= PROVIDED DATA =

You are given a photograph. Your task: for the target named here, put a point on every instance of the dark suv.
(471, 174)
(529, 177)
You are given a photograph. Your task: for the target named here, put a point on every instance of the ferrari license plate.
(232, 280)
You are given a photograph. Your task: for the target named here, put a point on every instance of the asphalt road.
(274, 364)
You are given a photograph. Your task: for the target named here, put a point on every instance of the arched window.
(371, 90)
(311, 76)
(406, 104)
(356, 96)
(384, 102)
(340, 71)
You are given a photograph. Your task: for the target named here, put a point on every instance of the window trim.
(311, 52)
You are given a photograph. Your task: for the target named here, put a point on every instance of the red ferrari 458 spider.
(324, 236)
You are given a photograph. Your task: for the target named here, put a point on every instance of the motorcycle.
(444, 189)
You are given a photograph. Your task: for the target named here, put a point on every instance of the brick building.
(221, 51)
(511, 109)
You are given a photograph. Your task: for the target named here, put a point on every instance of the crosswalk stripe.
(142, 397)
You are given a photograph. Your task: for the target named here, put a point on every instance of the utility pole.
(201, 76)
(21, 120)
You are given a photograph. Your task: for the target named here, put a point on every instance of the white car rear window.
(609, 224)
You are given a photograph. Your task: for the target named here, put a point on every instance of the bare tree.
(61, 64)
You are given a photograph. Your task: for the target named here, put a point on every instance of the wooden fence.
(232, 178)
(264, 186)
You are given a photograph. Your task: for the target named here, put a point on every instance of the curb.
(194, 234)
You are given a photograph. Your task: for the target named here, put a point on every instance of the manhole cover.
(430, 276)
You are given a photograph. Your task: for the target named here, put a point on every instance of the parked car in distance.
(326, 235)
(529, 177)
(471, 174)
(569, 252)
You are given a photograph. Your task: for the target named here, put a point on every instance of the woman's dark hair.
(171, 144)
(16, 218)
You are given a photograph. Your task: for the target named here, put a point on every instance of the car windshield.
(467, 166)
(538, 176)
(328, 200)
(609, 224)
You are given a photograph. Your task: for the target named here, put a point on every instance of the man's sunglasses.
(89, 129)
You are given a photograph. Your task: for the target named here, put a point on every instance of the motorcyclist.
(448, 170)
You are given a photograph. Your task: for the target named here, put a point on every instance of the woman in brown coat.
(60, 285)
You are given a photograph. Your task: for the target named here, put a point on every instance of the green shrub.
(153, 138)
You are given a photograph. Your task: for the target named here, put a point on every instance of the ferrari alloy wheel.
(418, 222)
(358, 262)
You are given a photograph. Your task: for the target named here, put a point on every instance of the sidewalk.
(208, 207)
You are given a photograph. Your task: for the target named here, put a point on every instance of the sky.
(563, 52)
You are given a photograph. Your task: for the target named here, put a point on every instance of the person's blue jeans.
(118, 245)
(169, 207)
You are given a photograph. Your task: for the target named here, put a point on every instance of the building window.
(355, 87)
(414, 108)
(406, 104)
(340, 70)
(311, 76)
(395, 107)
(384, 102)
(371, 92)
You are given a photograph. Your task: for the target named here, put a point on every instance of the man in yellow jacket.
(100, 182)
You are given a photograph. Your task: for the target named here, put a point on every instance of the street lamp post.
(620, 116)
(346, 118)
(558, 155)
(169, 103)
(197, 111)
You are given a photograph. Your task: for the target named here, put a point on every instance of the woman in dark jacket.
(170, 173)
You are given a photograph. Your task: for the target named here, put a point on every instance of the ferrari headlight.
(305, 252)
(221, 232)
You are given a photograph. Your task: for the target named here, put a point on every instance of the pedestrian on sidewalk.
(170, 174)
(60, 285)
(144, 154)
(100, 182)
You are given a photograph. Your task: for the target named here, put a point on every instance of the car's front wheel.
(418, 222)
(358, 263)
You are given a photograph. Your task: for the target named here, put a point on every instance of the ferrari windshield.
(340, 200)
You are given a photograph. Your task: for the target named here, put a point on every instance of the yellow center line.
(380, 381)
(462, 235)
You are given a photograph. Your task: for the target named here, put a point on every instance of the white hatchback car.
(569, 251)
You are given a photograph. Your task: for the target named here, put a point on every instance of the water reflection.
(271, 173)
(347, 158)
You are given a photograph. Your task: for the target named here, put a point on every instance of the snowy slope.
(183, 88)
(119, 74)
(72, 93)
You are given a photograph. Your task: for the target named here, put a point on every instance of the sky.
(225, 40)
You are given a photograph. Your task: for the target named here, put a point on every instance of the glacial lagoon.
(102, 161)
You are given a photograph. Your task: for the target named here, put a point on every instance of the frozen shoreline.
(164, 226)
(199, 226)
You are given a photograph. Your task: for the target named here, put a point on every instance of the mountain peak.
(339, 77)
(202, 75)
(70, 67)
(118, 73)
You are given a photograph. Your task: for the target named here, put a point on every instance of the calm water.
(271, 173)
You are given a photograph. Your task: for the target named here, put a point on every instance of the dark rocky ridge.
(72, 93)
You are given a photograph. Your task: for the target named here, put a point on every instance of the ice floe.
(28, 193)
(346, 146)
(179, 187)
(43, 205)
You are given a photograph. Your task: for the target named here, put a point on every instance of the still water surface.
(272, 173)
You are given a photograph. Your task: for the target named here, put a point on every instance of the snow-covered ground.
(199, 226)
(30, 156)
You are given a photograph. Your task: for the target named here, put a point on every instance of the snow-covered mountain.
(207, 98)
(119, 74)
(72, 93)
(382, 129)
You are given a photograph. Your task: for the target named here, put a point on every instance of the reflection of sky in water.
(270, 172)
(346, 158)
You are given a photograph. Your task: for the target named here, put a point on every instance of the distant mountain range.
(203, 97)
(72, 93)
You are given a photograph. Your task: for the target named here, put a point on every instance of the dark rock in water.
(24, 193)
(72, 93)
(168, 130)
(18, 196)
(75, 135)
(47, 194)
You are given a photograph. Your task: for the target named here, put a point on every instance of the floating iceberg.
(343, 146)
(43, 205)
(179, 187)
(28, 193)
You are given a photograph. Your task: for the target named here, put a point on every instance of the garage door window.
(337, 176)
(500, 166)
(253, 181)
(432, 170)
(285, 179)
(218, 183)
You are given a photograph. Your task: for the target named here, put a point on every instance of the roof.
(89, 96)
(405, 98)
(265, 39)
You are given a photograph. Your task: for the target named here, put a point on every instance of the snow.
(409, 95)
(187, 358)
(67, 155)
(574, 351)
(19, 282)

= YOUR INSTRUCTIONS =
What is needed here is the full listing, restated word for word.

= RESPONSE AREA =
You are given a photograph. Your task: for the target named here, put a point on every instance of the dark suv.
(471, 174)
(529, 177)
You are given a photograph. Your task: for the target named here, put a point on every instance of the ferrari license plate.
(232, 280)
You are given a photograph. Your task: for the target named here, put a point on every instance of the asphalt road.
(274, 364)
You are given a photograph. Your task: for the target named here, put a point on every instance of the arched window.
(371, 90)
(311, 76)
(406, 104)
(356, 96)
(384, 102)
(340, 71)
You are given a photograph. Your task: for the target named here, put a point on every instance of the window trim.
(311, 52)
You are given a photograph. Your task: for the target named here, put a point on every instance of the red ferrari 458 spider.
(324, 236)
You are given a photograph. Your task: for the target named here, put a point on every instance of the motorcycle.
(444, 189)
You are given a photograph. Your task: for the target named here, put a point on every instance of the brick building.
(221, 51)
(511, 109)
You are given a photograph. Your task: for the target named here, put a point on every instance of the crosswalk stripe.
(142, 397)
You are given a photograph. Your task: for the target named here, put a point on every instance of the utility pole.
(201, 76)
(21, 120)
You are given a photograph. Your task: for the target named here, put a point on every instance of the white car rear window.
(609, 224)
You are given a photograph. Your task: for the target named here, put a point on every instance of the bare tree.
(61, 64)
You are given a photograph. Your task: for the target named here, put a point on every instance of the wooden fence.
(232, 178)
(264, 186)
You are given a photograph. Your task: for the target named here, put a point on every instance of the curb.
(194, 234)
You are given a photograph. Your task: for the target named here, put a point on every instance of the manhole cover.
(430, 276)
You are given a photograph. Your task: for the target named here, put a point on every instance of the parked car in distance.
(326, 235)
(529, 177)
(471, 174)
(569, 252)
You are given a photograph. Your task: for the target named here, put a point on every instance of the woman's dark hair.
(171, 144)
(16, 218)
You are given a photograph. Your task: for the target named here, put a point on every instance of the car windshield.
(467, 166)
(538, 176)
(328, 200)
(609, 224)
You are given a photograph. Your task: for the target named here, put a point on every instance of the man's sunglasses.
(89, 129)
You are given a photograph. Your task: for the target named here, put a point on every instance of the motorcyclist.
(448, 170)
You are given a photograph. Your task: for the target named here, put a point on every instance of the woman in brown coat.
(60, 285)
You are given a photograph. Your task: for the target named here, put a point on every instance of the green shrub.
(153, 138)
You are given a photograph. Your task: for the target named here, put a point on every instance of the ferrari alloy wheel.
(418, 222)
(358, 262)
You are given a photograph. Your task: for the target named here, put a point on every instance of the sidewalk.
(208, 207)
You are given a photograph. Your task: for the target named here, put a point on every instance of the sky.
(563, 52)
You are given a photograph. Your task: for the target named here, put a point on every instance of the person's blue jeans.
(118, 245)
(169, 207)
You are given a photograph. Your task: for the target named here, put a point on every instance of the building window.
(355, 87)
(414, 108)
(406, 104)
(340, 70)
(311, 76)
(395, 107)
(384, 102)
(371, 92)
You are given a photograph. Your task: for the target named here, put a point on every instance of the man in yellow jacket.
(100, 182)
You are given a photograph. Your task: for the target named here, put a point on every instance of the street lamp post.
(620, 116)
(346, 118)
(558, 155)
(169, 103)
(197, 111)
You are given a photograph. Your task: for the target named here, put a point on every instance of the woman in dark jacket.
(170, 173)
You are given a photograph. Your task: for the target named here, put a point on every instance of the ferrari headlight.
(305, 252)
(221, 232)
You are given a photograph. Your task: for the target named here, put a point on every instance of the pedestrian on sidewalk.
(170, 174)
(60, 285)
(144, 154)
(100, 182)
You are given a photograph. Your task: for the target named here, put a point on every instance of the car's front wheel.
(418, 222)
(358, 263)
You are given a photograph. Your task: for the target named here, put a point on every instance of the ferrari windshield.
(340, 200)
You are given a photograph. Your task: for the target named here, put a point on every instance of the yellow center line.
(380, 381)
(462, 235)
You are given a photograph. Your task: for the target named here, put a point on every instance of the white hatchback car.
(569, 251)
You are given a photograph. Your task: for the target named here, put a point on every instance of the water reflection.
(271, 173)
(347, 158)
You are given a photograph. Your task: for the target named here, put a point on every instance of the snowy slope.
(183, 88)
(119, 74)
(72, 93)
You are given a photograph. Your task: for the target named here, put a point on every instance of the sky.
(225, 40)
You are given a photograph. Your task: for the target named here, put a point on every instance of the glacial lagoon.
(102, 161)
You are given a photograph. Your task: for the target named here, put a point on every instance of the frozen shoreline.
(164, 226)
(199, 226)
You are given a photograph. Your task: for the target named here, put a point on every instance of the mountain peak.
(339, 77)
(202, 75)
(70, 67)
(118, 73)
You are given a photograph. Your task: for the target named here, put a point on every instance of the calm water.
(271, 173)
You are given a photograph. Your task: for the target named here, put a point on every instance of the dark rocky ridge.
(72, 93)
You are given a photograph. Your task: for the target named here, put a point on every instance of the ice floe.
(28, 193)
(346, 146)
(179, 187)
(43, 205)
You are given a photograph. Your task: for the target named here, put a point on every instance of the still water surface.
(272, 173)
You are given a photograph. Your task: for the target named here, put a point on every instance of the snow-covered ground.
(199, 226)
(30, 156)
You are given a photograph. Your task: for the target named here, put a point on every instance of the snow-covered mountain.
(207, 98)
(119, 74)
(72, 93)
(382, 129)
You are given a photograph. Your task: for the target named here, put a point on every instance of the reflection of sky in water.
(270, 172)
(346, 158)
You are given a photograph. Your task: for the target named here, put a point on every instance of the distant mountain range.
(203, 97)
(72, 93)
You are given a photograph. Your task: for the target named here, put a point on every instance of the dark rock in water.
(24, 193)
(72, 93)
(168, 130)
(18, 196)
(75, 135)
(47, 194)
You are given a photograph. Your task: for the target named here, put a point on every instance of the floating iceberg.
(343, 146)
(43, 205)
(179, 187)
(28, 193)
You are given a photograph. Your task: for the target named here, put a point on every instance of the garage door window.
(337, 176)
(500, 166)
(253, 181)
(432, 170)
(285, 179)
(218, 183)
You are given a photograph. Your task: for the target named here, put a point on every instance of the roof.
(89, 96)
(405, 98)
(265, 39)
You are given a photograph. Your task: for the target named here, put a point on every instance of the snow.
(409, 95)
(187, 358)
(67, 155)
(574, 351)
(19, 282)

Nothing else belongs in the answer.